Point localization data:

#####

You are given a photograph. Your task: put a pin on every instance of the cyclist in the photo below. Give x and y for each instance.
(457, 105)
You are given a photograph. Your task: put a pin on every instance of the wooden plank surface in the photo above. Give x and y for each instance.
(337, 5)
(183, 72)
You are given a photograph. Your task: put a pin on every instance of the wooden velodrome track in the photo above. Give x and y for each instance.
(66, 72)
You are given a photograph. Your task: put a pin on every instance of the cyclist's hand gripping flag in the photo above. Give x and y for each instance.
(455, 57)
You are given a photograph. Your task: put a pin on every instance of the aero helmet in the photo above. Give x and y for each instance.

#####

→ What the task requires: A complete, exact repeat of the records is the required answer.

→ Reply:
You are given a photograph. Your task: put a pin on every instance of the cyclist in the photo below. Give x and y for each instance.
(457, 105)
You are given a photograph. Your task: put a pin on every instance of the wooden plank surface in the photo above. Give x and y for each instance.
(337, 5)
(183, 72)
You are given a photograph. Your task: put a pin on every instance of the wooden velodrome track in the photo above. Give x and y for each instance.
(66, 72)
You are given a photograph. Your task: put a pin on every instance of the cyclist's hand gripping flag in the photo above. Give x and y for each instance.
(455, 57)
You are given a photograph. Your task: put a pin on every instance of the aero helmet in the photo above. Give x and y for each instance.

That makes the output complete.